**Exercise goal**
Copy out the material word for word, from the line containing "Expected: a point inside each instance of the t-shirt" down to the line containing "point(226, 95)", including both of those lines.

**Dataset rows**

------------------------------------

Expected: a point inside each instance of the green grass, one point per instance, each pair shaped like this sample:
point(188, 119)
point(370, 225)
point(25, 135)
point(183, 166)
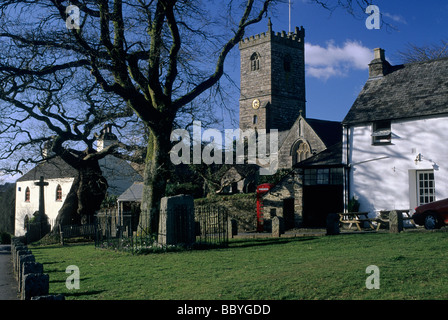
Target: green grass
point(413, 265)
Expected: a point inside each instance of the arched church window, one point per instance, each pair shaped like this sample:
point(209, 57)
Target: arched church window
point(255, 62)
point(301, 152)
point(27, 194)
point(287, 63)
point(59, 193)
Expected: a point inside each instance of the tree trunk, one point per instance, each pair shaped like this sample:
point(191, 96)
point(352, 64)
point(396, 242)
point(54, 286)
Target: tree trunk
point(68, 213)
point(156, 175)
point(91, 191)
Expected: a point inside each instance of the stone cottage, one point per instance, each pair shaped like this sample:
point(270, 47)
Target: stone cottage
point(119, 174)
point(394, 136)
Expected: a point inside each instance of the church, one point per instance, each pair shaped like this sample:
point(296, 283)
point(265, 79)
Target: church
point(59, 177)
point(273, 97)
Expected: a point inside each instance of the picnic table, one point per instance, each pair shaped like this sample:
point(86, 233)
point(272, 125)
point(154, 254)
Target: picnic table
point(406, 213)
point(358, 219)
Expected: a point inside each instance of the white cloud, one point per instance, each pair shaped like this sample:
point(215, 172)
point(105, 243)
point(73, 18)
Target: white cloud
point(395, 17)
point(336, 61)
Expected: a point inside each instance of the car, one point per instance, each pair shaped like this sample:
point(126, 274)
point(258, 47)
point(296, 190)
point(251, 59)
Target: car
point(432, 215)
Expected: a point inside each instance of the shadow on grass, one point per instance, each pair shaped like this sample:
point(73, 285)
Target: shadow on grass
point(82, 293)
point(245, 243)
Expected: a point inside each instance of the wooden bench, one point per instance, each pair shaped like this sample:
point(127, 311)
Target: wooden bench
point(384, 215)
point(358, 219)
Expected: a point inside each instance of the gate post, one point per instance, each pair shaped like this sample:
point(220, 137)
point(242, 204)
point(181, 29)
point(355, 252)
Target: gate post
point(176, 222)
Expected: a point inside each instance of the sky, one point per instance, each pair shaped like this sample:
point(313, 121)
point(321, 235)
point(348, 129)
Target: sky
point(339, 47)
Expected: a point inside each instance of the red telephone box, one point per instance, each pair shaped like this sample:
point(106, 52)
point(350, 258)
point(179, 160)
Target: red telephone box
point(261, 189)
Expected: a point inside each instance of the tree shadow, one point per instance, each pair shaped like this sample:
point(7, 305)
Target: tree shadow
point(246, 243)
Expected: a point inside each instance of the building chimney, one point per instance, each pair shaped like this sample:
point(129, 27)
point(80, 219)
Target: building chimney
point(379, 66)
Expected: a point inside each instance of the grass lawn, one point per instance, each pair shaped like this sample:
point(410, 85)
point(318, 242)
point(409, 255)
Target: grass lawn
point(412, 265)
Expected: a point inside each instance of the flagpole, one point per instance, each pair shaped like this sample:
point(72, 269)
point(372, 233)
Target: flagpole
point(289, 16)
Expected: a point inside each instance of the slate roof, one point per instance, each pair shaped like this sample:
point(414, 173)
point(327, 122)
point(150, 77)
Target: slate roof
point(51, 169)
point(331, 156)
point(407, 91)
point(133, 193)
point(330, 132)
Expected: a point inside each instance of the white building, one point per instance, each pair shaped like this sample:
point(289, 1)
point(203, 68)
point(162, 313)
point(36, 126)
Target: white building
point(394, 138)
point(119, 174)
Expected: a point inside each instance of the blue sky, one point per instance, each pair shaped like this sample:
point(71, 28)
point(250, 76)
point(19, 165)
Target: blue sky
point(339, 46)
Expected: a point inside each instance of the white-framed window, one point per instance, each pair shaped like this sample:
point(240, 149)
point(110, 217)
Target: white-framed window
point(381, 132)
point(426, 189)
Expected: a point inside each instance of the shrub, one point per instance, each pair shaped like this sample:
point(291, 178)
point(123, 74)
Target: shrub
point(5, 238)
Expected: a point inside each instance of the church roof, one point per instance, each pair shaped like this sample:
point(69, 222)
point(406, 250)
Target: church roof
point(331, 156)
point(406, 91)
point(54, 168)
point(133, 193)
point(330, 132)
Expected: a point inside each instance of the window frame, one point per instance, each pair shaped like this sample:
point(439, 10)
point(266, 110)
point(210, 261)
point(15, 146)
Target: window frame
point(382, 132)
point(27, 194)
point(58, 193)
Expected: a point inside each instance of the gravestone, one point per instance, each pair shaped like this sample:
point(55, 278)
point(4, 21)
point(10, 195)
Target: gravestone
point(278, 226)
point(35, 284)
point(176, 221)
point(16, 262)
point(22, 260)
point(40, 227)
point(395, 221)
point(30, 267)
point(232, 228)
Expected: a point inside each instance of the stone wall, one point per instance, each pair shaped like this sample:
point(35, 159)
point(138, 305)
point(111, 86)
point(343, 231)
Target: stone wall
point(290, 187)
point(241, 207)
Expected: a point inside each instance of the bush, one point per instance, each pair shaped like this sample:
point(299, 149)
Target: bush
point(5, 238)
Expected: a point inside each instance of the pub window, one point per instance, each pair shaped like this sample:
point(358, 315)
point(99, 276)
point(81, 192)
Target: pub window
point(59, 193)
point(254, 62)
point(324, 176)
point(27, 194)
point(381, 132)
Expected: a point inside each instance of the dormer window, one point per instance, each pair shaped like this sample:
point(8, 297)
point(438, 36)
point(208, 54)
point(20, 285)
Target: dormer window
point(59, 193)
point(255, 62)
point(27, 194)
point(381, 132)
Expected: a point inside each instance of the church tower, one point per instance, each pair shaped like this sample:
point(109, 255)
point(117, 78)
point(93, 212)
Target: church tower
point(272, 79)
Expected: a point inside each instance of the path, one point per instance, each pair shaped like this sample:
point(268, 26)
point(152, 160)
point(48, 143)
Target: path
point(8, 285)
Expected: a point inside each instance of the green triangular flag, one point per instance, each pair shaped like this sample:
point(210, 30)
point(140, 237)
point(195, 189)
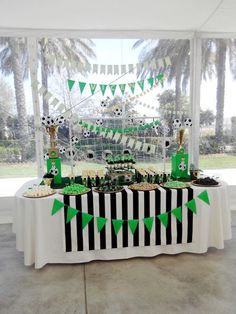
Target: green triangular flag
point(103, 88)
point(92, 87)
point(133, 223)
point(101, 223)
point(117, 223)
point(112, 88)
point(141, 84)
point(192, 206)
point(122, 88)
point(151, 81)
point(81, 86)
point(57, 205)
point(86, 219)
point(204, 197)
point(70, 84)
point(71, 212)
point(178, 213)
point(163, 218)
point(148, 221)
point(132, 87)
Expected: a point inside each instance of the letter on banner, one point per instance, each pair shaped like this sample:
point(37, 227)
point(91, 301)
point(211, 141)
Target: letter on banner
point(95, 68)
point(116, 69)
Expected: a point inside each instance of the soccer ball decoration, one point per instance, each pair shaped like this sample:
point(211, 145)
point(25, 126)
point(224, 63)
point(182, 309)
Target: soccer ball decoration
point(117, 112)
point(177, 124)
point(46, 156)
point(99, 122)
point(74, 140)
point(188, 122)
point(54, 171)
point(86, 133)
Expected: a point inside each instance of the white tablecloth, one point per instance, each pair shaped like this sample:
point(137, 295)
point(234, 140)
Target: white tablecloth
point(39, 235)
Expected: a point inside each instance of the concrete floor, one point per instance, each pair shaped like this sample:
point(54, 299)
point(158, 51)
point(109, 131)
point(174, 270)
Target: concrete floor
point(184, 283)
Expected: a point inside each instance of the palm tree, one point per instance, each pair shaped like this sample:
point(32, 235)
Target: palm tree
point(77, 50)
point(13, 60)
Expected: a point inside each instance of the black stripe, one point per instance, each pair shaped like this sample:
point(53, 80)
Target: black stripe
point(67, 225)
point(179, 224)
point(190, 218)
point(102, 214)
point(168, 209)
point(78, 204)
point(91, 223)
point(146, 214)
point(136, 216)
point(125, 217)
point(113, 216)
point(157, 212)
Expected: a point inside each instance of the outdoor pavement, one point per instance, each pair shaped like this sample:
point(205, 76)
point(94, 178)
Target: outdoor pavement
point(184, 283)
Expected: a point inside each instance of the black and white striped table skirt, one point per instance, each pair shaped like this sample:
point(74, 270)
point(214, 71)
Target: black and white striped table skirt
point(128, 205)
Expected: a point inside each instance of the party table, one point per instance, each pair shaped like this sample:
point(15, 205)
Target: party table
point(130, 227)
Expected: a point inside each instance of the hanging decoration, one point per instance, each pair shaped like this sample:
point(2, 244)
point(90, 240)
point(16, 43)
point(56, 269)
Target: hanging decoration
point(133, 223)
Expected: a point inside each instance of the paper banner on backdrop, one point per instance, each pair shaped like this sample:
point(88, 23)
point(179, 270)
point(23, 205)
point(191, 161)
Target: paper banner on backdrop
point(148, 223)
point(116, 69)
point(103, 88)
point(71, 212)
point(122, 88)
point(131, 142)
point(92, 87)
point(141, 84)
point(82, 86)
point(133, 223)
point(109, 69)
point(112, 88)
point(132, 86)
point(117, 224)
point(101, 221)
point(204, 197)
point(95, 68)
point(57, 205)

------------------------------------

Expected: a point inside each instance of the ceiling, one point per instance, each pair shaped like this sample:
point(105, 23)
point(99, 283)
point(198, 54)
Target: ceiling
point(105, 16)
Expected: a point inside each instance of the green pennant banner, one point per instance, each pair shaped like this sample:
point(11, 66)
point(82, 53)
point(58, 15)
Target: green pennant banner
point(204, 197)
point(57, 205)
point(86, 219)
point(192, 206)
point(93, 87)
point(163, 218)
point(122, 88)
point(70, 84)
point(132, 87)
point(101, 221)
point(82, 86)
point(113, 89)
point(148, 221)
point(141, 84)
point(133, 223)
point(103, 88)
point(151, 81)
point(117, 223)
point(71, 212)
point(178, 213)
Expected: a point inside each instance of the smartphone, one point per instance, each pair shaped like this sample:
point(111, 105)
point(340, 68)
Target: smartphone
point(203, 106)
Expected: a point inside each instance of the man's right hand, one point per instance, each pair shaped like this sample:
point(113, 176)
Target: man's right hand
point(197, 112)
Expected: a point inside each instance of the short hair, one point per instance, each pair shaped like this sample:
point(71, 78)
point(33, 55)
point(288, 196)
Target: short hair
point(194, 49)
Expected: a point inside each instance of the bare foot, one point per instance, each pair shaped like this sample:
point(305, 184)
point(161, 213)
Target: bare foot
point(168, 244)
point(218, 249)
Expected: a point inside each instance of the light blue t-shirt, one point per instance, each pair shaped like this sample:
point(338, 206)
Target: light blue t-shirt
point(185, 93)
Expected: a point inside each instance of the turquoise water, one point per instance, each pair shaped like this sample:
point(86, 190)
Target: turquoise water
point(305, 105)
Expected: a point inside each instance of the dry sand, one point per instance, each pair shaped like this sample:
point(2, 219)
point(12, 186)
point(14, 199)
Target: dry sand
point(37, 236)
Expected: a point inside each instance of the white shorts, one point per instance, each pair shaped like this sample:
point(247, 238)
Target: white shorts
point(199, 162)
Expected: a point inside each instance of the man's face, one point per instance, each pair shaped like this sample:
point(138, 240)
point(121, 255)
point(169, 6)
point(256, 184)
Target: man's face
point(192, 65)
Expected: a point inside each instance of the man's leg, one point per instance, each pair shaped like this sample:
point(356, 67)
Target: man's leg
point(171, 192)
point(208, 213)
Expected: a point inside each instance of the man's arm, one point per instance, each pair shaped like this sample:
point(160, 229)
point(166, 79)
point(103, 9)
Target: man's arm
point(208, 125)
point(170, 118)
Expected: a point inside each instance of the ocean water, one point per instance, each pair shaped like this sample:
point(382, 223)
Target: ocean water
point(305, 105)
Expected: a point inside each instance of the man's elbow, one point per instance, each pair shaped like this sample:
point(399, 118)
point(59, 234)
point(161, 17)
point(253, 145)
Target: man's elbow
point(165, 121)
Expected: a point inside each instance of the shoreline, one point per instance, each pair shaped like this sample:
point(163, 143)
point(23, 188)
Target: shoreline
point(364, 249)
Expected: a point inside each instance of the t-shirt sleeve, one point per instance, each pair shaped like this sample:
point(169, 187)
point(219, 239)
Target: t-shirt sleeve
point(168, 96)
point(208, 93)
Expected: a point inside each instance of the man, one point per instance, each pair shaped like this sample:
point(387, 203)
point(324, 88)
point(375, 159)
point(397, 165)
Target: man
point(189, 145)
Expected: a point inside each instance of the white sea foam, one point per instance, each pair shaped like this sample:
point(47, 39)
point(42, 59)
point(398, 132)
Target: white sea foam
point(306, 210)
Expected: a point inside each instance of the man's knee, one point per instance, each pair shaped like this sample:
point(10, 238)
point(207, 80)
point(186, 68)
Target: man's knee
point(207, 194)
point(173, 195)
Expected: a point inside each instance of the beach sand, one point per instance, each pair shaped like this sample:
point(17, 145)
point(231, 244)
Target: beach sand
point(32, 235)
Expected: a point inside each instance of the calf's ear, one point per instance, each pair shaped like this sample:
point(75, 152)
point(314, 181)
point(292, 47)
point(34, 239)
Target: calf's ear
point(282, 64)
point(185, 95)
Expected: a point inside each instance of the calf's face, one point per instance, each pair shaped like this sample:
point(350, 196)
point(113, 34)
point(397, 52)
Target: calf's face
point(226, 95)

------------------------------------

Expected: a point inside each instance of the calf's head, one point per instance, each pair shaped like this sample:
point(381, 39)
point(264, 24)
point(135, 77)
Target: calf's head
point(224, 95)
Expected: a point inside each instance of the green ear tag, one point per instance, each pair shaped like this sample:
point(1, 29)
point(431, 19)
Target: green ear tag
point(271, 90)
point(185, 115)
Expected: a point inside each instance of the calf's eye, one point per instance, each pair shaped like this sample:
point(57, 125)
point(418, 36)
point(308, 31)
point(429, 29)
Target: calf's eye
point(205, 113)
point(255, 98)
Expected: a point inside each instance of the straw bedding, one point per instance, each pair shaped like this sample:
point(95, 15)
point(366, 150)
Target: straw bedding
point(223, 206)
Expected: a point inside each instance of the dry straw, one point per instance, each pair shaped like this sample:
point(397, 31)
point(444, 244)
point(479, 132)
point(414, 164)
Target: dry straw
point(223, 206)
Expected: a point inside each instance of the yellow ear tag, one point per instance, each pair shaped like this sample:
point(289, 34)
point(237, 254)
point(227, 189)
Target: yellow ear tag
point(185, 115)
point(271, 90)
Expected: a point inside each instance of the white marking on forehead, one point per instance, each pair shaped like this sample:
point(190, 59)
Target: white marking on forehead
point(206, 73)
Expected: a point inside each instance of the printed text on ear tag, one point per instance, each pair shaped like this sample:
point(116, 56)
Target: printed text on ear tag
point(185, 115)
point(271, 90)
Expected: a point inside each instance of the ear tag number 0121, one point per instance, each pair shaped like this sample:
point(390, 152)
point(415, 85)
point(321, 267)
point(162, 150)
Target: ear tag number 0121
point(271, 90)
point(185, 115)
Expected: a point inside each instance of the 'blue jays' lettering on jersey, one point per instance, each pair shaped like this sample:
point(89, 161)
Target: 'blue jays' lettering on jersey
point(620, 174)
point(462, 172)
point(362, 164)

------------------------------------

**Complete output**
Expected: a point inside each instance of the t-shirt sleeve, one point per instance, each pair shaped like this sample:
point(169, 187)
point(219, 239)
Target: t-shirt sleeve
point(168, 96)
point(208, 93)
Expected: a point inside each instance of the man, one point per instance, each pair shaped like this sample:
point(387, 203)
point(324, 88)
point(375, 159)
point(397, 165)
Target: man
point(189, 145)
Expected: a point inside each instance of the white sea foam, one point per instance, each pair shaped like this sample:
point(47, 39)
point(42, 59)
point(398, 132)
Target: white sea foam
point(306, 210)
Expected: a point inside each instance of the man's knee, one point per instance, each pair shaped like this sample:
point(10, 238)
point(207, 80)
point(186, 68)
Target: man's knee
point(207, 194)
point(173, 195)
Expected: a point inside each instance of the beach sand, one point per instance, each pair shaped like this sample:
point(17, 145)
point(231, 244)
Target: beach sand
point(32, 235)
Expected: a point inside each instance of the calf's ear, one point per instance, each pair shaped like this sample:
point(75, 152)
point(314, 181)
point(292, 47)
point(34, 239)
Target: calf's ear
point(282, 64)
point(185, 95)
Expected: a point inside each instance of the calf's face, one point per instance, each pair shaped like this sample:
point(350, 196)
point(113, 34)
point(397, 52)
Target: calf's face
point(226, 95)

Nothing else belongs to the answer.